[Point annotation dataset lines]
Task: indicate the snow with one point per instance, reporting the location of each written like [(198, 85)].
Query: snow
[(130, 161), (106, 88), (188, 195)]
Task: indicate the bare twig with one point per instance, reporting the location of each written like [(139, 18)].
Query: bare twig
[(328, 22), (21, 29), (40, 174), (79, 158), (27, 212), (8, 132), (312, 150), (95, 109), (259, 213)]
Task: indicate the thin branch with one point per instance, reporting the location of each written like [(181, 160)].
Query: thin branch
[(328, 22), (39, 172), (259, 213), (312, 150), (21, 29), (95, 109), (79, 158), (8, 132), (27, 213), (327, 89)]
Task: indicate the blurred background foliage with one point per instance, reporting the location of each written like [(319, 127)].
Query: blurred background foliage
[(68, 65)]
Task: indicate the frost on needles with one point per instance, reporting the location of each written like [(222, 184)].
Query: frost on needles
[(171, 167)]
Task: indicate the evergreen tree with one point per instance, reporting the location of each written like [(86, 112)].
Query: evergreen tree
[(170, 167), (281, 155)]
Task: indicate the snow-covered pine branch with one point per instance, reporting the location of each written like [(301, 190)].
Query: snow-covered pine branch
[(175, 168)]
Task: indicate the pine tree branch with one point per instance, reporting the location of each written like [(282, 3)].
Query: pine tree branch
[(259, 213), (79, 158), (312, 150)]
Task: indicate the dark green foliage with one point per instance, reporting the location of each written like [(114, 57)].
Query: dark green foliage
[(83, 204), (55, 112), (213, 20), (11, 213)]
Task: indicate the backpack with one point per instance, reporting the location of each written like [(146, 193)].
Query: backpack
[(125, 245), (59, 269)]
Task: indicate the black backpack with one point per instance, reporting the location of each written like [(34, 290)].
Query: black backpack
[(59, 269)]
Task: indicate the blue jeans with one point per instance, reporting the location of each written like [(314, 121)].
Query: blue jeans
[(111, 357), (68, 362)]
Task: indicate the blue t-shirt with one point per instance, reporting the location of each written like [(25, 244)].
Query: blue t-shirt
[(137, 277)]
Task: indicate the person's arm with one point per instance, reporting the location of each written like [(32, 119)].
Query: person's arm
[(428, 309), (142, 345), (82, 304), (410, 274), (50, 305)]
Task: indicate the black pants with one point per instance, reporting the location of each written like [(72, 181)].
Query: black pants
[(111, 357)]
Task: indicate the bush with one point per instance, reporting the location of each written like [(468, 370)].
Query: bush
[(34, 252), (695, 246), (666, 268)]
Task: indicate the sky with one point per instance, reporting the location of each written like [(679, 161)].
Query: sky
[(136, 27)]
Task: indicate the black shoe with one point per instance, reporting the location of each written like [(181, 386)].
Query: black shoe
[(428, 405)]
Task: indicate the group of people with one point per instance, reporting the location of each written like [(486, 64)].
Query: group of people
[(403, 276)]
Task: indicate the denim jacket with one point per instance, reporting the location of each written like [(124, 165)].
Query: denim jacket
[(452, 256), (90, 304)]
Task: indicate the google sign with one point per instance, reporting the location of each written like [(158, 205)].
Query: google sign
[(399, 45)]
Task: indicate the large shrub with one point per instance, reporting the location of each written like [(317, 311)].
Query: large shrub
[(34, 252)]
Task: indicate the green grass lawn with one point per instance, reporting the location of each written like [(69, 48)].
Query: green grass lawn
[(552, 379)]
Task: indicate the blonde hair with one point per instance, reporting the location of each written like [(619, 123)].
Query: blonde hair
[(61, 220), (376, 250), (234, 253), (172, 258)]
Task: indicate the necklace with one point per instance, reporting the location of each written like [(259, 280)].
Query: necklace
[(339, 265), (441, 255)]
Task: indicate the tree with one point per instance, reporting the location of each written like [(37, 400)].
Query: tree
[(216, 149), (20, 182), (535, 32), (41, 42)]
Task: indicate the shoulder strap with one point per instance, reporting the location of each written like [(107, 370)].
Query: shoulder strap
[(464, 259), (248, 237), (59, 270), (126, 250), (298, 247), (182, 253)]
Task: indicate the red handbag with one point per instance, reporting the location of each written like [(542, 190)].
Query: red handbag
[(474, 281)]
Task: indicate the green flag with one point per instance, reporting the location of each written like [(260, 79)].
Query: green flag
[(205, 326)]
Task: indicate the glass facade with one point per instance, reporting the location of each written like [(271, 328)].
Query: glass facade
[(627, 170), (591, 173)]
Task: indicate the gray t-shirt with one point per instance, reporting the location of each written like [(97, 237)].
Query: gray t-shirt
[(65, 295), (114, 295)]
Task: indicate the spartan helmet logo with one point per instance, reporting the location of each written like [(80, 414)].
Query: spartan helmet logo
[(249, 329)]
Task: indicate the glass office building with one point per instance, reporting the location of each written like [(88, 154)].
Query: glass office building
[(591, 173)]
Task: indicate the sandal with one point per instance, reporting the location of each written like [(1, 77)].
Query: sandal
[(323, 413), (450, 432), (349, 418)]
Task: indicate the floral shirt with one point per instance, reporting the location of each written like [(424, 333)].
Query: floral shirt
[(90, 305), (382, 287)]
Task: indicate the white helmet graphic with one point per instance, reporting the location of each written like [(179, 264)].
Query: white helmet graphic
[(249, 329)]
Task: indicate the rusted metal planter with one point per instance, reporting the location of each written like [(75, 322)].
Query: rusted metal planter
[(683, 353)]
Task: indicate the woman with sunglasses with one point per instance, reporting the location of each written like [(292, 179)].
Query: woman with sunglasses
...
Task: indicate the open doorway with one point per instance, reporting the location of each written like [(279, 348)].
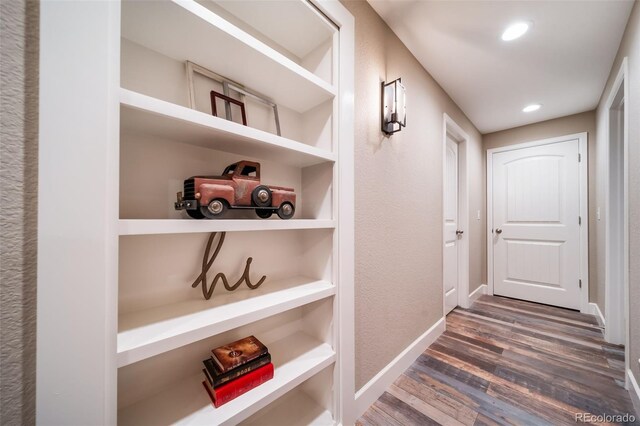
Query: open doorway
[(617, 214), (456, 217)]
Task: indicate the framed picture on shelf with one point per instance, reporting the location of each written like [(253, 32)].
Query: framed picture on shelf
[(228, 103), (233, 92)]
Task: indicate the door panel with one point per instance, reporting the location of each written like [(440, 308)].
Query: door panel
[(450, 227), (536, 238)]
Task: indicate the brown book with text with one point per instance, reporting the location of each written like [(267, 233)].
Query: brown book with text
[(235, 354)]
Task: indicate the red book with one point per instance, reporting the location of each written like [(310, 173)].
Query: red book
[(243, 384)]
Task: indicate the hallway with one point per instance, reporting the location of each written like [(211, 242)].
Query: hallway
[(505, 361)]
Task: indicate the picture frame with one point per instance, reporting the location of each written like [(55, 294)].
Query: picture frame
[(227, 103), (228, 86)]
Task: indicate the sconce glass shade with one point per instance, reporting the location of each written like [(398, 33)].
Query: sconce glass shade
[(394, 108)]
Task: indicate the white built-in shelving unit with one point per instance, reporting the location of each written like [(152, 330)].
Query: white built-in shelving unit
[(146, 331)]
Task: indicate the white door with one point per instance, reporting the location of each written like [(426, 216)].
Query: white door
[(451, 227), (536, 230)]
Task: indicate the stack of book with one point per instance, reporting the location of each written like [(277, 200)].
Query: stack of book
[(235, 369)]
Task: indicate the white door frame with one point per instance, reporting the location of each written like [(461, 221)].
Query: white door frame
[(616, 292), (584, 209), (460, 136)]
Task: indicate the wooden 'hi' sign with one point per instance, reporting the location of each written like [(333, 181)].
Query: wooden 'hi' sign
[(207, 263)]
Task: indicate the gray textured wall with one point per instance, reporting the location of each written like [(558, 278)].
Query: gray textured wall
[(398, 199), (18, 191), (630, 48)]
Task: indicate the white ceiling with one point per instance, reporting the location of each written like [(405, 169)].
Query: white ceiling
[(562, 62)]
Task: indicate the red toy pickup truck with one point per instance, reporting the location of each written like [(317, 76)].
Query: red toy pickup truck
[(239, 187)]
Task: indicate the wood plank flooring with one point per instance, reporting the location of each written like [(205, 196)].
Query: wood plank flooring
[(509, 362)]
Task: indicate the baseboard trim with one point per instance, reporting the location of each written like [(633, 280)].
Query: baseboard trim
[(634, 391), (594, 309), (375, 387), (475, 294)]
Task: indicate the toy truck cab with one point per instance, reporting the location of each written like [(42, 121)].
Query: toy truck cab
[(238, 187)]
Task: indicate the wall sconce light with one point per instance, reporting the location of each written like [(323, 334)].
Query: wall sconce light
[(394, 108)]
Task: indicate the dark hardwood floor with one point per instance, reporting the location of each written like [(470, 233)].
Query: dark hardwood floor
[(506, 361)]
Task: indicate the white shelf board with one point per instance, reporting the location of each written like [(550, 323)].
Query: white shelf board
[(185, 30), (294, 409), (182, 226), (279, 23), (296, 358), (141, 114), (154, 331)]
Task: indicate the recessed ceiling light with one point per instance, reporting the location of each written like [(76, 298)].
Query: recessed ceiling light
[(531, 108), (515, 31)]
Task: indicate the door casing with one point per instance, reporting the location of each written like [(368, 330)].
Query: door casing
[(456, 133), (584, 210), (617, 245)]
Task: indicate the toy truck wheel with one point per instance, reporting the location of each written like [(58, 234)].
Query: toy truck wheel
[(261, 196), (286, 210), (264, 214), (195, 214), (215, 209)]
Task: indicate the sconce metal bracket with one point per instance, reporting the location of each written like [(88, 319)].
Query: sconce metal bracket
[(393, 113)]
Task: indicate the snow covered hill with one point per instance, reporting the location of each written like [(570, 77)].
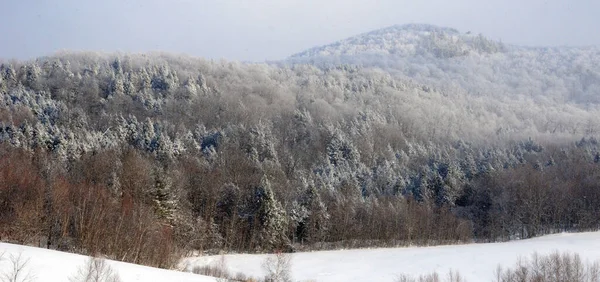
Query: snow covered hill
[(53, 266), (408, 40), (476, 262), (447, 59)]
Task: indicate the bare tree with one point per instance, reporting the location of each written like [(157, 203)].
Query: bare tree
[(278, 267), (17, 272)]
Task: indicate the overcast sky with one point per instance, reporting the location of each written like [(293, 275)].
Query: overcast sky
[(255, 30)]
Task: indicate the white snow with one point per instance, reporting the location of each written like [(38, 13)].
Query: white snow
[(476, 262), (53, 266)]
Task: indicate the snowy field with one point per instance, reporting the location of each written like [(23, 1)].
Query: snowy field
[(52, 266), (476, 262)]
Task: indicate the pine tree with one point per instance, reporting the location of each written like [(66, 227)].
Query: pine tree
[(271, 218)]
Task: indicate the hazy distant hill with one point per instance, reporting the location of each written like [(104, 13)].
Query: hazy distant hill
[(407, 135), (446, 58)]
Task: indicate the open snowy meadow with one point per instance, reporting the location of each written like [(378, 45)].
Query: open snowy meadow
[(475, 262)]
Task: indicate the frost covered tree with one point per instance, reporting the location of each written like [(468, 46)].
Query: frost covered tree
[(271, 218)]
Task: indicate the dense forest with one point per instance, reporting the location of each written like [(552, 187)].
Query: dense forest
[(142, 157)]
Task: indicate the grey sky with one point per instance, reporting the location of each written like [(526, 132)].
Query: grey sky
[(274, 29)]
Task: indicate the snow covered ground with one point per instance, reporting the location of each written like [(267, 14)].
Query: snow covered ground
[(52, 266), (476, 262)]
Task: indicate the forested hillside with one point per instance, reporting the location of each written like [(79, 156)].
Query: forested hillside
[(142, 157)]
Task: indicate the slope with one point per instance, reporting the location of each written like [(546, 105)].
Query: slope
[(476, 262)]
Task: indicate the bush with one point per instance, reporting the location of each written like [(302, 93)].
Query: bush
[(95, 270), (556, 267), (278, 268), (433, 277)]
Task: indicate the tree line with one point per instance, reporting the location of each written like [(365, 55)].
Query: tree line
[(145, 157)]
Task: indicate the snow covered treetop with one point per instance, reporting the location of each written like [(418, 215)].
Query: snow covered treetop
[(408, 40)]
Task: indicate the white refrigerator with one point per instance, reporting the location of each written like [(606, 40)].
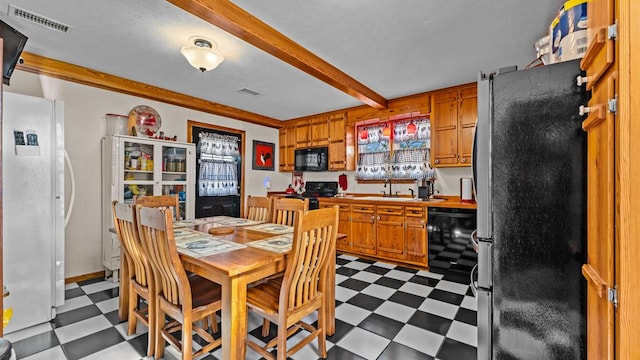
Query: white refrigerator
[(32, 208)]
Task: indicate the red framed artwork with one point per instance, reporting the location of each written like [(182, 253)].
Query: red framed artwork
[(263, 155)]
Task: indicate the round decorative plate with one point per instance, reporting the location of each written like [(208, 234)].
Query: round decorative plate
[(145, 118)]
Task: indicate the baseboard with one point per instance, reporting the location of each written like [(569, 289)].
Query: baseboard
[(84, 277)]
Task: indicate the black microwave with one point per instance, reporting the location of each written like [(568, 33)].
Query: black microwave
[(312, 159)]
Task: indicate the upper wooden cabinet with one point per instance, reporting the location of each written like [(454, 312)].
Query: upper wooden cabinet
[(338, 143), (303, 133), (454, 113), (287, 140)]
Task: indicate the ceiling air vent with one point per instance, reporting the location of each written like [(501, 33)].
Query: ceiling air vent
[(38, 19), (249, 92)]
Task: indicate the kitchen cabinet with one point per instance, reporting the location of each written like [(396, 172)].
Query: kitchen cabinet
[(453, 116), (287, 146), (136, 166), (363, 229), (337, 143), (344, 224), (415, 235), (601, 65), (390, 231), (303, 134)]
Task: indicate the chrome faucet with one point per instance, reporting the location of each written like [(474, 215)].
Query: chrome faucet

■ **To do**
Arrange the lines as a numbered list, starting at the line that contains "Task: indicate the red toy" and ending at the line that contains "[(278, 267), (17, 272)]". Leave out blank lines and pictures.

■ **Output of the exercise**
1. Task: indicate the red toy pickup truck with one point per instance, reporting the location of each written like [(317, 76)].
2. Query: red toy pickup truck
3. [(239, 187)]
4. Task: indicate the wood plank flooring with one point per instance, reporting the location of each written like [(205, 196)].
5. Query: wood plank flooring
6. [(509, 362)]
7. Task: indicate the baseboard trim with one point per instance, reporting the location of each written like [(633, 280)].
8. Query: baseboard trim
9. [(634, 391), (594, 309), (375, 387), (475, 294)]
10. Task: indicate the toy truck cab with one point per instance, reporting the location of each written like [(42, 121)].
11. Query: toy truck cab
12. [(238, 187)]
13. Task: indicate the wall sconce light with one point per instance, reporting the location of each written like [(323, 334)].
14. Query: wall sconce light
15. [(394, 108)]
16. Task: indicate the dark hardwood floor with one point per instance, reporting the location of each written like [(470, 233)].
17. Query: dark hardwood floor
18. [(506, 361)]
19. Task: indicate the white shelf board with one point per instance, reporting the location of each written like [(550, 323)].
20. Query: white shelf board
21. [(185, 30), (294, 409), (182, 226), (279, 23), (296, 358), (141, 114), (154, 331)]
22. Task: indicate the recessed ceiling light with one point per instance, reporting the location of each written like [(76, 298)].
23. Query: recessed ceiling light
24. [(531, 108), (515, 31)]
25. Task: indicate the door casing with one point per instance, reporting the location of each written like [(368, 330)].
26. Query: door casing
27. [(456, 133), (584, 210), (617, 245)]
28. Task: indicate the toy truck wheel with one point per instance, reporting the location of each written like [(58, 234)].
29. Query: toy truck wheel
30. [(261, 196), (286, 210), (264, 214), (195, 214), (215, 209)]
31. Task: indicate the sconce metal bracket with one point per instance, reporting the location of each written like [(88, 319)].
32. Query: sconce metal bracket
33. [(393, 113)]
34. Task: indicate the snow covered hill with one point per instance, reporting the location of each written like [(570, 77)].
35. Query: snow covered hill
36. [(53, 266), (408, 40), (476, 262), (447, 59)]
37. Task: indicate the bare tree with one point per instance, reporting the location of each written like [(157, 203)].
38. Query: bare tree
39. [(278, 267), (17, 272)]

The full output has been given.